▶

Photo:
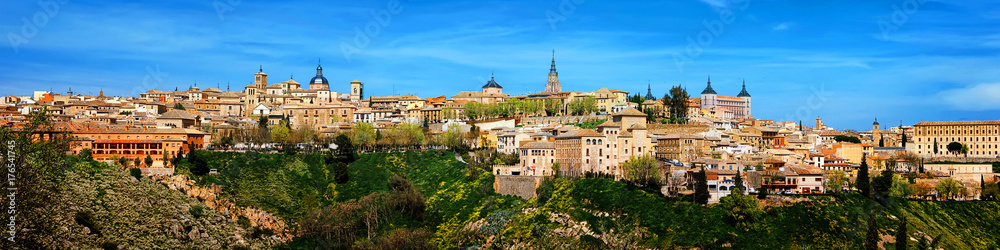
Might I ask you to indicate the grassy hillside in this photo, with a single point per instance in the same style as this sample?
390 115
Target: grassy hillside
429 199
110 209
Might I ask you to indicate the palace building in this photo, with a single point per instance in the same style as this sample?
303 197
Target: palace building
291 92
982 138
492 93
726 107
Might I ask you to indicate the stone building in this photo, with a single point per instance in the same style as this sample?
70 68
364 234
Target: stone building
726 107
982 138
492 93
604 149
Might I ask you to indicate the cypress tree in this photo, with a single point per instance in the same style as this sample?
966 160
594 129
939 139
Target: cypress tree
701 194
982 186
901 234
872 236
762 193
863 181
739 183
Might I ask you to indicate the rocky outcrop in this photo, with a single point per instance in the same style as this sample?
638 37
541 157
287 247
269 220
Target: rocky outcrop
210 196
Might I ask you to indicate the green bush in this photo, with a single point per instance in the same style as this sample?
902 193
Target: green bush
135 172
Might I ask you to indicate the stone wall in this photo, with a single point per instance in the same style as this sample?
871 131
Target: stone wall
157 171
209 195
523 186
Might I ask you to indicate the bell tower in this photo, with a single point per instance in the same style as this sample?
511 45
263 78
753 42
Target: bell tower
260 79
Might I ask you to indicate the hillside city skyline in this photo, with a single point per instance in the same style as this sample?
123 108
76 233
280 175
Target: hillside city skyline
783 53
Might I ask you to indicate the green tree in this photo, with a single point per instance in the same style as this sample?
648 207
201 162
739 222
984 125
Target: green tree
739 188
762 191
642 170
901 235
262 122
701 194
872 235
835 180
863 182
122 161
362 134
280 134
948 188
901 187
740 210
882 184
922 244
990 191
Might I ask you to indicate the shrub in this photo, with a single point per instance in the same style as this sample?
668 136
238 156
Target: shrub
135 172
197 211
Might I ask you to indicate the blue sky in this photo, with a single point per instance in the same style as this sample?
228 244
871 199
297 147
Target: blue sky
845 61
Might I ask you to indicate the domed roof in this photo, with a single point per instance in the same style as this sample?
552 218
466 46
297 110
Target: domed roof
492 83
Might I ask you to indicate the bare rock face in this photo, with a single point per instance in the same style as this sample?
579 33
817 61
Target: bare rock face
210 196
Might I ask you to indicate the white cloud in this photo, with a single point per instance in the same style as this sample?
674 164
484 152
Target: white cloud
979 97
715 3
783 26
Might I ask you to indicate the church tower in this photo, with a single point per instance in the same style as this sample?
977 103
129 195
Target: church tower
746 98
876 134
553 84
708 96
260 79
649 92
357 91
319 81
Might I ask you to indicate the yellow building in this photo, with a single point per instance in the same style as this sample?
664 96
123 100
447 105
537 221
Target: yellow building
982 138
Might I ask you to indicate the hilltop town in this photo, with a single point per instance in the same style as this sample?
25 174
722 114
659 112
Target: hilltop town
553 132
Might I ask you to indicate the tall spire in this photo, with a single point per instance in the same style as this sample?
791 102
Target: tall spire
744 93
553 70
649 91
708 89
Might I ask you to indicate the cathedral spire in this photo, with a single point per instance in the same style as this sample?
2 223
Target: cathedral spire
708 89
553 70
649 91
744 93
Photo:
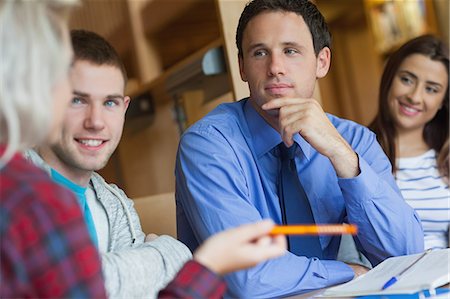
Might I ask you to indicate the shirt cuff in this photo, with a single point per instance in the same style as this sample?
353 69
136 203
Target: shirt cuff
338 272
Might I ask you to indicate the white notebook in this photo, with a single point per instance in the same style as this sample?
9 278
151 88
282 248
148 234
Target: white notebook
431 271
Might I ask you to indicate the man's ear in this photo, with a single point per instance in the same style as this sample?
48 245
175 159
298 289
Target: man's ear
241 68
323 62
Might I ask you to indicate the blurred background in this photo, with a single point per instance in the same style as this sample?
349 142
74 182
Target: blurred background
181 60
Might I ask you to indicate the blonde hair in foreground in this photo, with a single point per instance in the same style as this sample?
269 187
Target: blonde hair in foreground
32 61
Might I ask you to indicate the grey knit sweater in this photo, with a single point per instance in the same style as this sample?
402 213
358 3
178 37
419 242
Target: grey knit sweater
131 270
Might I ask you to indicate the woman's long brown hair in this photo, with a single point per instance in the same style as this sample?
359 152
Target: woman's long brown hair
436 130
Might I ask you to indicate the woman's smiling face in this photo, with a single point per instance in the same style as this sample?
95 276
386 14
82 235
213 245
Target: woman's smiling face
417 91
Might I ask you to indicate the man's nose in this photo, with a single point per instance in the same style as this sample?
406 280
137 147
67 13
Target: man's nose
94 118
276 65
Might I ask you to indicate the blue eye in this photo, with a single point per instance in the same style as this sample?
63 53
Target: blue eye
406 80
111 103
290 51
431 89
77 100
259 53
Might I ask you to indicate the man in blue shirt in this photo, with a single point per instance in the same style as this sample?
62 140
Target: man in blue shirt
227 164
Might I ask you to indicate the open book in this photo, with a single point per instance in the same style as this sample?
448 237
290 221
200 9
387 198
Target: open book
431 271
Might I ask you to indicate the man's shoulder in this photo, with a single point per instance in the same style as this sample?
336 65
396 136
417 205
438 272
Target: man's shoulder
224 117
104 189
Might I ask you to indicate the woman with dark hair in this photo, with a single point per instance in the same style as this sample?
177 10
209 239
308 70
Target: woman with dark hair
412 126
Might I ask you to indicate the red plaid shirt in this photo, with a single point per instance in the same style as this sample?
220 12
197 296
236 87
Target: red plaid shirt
45 249
194 281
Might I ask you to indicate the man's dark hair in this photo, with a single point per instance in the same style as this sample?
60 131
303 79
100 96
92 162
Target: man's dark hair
311 15
91 47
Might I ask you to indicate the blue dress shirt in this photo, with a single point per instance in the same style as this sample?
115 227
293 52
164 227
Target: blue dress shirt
226 174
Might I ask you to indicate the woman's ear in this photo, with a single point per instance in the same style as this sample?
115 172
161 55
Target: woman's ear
323 62
241 68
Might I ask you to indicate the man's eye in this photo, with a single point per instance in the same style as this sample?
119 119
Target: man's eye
291 51
111 103
431 89
259 53
77 100
406 80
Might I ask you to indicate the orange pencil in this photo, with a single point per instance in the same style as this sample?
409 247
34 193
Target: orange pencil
319 229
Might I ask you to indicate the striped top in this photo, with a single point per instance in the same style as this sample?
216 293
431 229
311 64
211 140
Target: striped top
424 189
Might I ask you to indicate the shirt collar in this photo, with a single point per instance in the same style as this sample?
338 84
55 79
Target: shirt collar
62 180
264 136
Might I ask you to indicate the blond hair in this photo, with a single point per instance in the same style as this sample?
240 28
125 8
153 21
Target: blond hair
32 61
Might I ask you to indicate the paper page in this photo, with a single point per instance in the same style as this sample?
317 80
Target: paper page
430 272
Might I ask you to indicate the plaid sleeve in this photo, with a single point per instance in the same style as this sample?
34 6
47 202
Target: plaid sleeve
45 248
194 281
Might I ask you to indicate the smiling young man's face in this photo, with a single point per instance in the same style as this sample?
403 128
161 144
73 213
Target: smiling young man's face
278 58
93 123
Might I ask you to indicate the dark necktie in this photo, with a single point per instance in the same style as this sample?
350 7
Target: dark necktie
295 207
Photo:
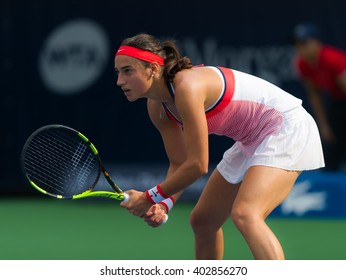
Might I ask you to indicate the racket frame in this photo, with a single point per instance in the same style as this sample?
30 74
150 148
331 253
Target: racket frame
118 194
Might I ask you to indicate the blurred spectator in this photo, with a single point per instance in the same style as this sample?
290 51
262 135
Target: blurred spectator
322 69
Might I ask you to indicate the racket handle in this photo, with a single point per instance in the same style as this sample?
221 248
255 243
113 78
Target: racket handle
165 220
126 197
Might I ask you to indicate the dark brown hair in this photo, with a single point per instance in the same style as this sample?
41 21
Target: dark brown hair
174 61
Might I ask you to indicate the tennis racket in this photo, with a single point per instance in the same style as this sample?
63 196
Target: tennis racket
61 162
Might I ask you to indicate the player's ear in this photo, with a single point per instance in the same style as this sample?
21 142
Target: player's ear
155 68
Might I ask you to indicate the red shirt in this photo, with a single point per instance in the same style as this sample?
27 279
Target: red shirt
331 63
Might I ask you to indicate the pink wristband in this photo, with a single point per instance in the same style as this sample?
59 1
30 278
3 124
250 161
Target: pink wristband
155 194
168 203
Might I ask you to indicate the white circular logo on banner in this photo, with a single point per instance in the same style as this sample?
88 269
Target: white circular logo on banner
73 57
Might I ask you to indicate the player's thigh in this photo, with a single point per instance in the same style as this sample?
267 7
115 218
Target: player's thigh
215 203
264 188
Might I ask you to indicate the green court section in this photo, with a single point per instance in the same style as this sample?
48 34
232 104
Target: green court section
45 228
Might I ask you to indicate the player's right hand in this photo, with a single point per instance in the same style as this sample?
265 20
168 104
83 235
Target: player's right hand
156 215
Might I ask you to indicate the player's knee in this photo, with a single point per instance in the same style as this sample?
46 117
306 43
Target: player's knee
198 222
243 218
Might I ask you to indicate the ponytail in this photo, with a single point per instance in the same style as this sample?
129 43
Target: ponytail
174 62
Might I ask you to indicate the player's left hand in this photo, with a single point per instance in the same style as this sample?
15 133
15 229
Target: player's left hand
137 204
155 216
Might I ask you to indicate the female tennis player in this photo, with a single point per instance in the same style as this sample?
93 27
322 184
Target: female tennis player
276 139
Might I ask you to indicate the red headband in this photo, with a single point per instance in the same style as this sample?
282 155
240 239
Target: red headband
140 54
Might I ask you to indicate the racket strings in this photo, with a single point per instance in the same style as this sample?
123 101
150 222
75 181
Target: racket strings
60 162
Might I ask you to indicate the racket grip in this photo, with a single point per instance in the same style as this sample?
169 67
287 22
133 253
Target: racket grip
165 220
126 197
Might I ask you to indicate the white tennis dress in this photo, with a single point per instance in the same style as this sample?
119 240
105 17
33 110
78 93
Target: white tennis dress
269 125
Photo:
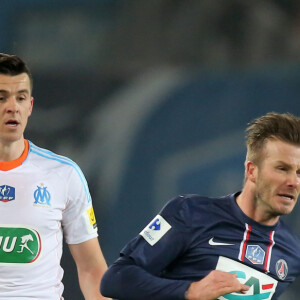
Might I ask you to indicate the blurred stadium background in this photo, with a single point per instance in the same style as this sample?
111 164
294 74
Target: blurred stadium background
151 98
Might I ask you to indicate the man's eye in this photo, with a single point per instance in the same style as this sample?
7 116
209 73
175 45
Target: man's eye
282 168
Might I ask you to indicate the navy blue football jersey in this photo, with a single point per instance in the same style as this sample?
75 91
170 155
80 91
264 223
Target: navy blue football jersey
193 235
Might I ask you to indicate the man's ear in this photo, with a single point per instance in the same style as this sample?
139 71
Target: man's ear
31 106
251 171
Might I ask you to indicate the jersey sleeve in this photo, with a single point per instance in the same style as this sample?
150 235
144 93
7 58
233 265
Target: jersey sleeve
138 273
126 281
78 221
163 239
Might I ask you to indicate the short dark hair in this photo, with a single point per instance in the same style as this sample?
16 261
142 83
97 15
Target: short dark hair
284 127
13 65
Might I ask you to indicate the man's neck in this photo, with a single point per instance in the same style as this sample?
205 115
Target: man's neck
11 151
252 209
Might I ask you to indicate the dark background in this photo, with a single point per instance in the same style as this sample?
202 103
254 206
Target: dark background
151 98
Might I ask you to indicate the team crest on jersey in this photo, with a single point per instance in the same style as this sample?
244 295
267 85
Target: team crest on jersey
155 230
42 196
281 269
255 254
7 193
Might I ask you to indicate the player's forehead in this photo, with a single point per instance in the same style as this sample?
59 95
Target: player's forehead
14 83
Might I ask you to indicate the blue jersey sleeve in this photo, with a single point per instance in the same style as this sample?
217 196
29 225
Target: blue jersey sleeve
172 241
138 273
126 281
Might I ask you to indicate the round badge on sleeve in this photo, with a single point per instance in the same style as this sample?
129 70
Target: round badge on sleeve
281 269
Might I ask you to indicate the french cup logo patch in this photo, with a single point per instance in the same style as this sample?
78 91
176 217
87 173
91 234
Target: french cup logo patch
19 245
155 230
281 269
7 193
92 217
42 196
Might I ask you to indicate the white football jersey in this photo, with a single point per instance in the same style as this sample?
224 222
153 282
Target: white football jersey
42 199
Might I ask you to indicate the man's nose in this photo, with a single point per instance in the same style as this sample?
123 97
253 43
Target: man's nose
294 179
12 105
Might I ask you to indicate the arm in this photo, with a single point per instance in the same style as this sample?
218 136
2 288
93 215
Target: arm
214 285
125 280
91 266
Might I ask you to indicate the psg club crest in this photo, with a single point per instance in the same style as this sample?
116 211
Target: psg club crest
281 269
7 193
42 196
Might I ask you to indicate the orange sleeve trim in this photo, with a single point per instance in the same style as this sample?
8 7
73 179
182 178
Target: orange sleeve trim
9 165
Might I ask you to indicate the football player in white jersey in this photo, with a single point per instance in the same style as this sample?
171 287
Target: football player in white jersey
43 198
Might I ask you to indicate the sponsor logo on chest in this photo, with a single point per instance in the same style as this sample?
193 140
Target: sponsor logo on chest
19 245
262 286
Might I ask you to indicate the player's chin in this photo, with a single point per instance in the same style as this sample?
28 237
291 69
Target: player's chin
285 209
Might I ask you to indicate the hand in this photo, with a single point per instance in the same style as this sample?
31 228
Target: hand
215 284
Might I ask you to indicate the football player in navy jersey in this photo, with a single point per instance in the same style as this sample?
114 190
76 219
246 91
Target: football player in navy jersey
233 247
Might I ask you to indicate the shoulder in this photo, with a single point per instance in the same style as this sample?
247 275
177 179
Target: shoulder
285 233
44 157
193 206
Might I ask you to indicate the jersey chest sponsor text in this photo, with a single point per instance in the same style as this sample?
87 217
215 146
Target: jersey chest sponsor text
19 244
261 285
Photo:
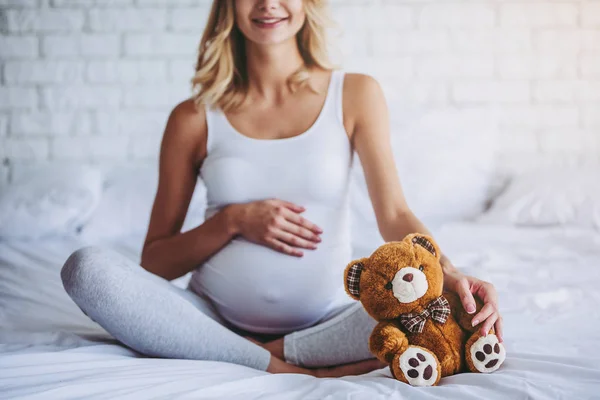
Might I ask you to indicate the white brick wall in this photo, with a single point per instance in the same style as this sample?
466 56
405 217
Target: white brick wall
94 80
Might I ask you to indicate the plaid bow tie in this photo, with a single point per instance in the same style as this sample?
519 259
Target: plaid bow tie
438 309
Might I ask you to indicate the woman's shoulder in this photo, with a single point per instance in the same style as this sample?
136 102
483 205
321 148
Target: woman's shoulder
186 127
361 93
360 84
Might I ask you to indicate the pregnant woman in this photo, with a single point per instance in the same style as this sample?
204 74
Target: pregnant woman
271 130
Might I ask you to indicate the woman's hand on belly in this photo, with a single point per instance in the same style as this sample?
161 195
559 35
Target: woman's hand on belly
276 224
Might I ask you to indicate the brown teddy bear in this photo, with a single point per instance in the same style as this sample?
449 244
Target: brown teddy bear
422 334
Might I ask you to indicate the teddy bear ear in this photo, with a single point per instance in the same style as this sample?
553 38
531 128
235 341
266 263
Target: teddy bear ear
352 278
426 242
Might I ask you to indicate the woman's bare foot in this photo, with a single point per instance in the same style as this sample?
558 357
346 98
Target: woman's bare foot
356 368
278 366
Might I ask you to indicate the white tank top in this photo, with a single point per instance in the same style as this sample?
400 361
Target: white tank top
253 286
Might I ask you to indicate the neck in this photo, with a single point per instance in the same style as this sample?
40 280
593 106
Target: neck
269 67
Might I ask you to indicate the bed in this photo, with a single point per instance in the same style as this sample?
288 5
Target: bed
49 349
541 251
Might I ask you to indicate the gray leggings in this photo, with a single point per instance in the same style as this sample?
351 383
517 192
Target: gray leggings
158 319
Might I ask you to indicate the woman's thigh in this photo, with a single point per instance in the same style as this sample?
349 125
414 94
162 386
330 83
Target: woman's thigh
340 337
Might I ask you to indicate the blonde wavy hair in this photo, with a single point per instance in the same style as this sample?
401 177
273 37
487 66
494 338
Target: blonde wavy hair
221 77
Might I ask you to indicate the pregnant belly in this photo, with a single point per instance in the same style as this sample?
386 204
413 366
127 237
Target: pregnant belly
263 290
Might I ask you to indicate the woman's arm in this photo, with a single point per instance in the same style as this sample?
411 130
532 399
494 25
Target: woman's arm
167 252
368 121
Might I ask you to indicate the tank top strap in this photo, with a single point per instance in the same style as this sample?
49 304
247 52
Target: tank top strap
337 94
211 128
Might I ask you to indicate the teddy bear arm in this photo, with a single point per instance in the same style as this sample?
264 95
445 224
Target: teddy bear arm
460 314
387 340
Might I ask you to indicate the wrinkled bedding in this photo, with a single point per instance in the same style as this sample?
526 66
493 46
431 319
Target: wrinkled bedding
548 280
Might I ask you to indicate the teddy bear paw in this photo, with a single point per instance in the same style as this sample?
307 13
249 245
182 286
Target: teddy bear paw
418 366
487 354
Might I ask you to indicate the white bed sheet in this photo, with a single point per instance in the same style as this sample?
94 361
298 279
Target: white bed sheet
548 282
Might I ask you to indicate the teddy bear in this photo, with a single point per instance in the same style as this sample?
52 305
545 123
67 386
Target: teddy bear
423 332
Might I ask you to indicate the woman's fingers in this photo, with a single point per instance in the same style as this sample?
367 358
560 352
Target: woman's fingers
489 322
302 222
294 240
301 232
466 297
487 310
499 329
282 247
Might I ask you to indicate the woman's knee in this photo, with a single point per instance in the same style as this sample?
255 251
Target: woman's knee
82 265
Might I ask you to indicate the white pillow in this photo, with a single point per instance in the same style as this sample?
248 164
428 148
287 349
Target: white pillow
445 162
549 196
49 200
127 203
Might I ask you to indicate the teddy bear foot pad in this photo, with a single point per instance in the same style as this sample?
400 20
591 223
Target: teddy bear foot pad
419 366
487 354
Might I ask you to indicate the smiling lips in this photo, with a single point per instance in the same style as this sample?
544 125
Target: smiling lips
270 22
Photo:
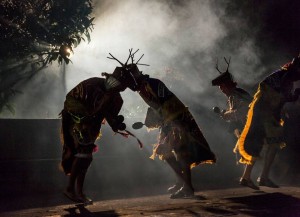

◀

Exercise brief:
Repeat exactly the lines above, from the line containing "Target: white pillow" through the last line of the records, inclusive; omit any pictures.

Response:
Target: white pillow
445 162
549 196
49 200
127 203
Might I ask you to indicate the teddy bear foot pad in this photo, with a single point per instance in the same style as this sample?
400 20
591 223
Target: teddy bear foot pad
419 366
487 354
Might I ask you to indicate the smiling lips in this photo, with a single point per instance in the same style as this sample?
544 125
Target: smiling lips
270 22
Photo:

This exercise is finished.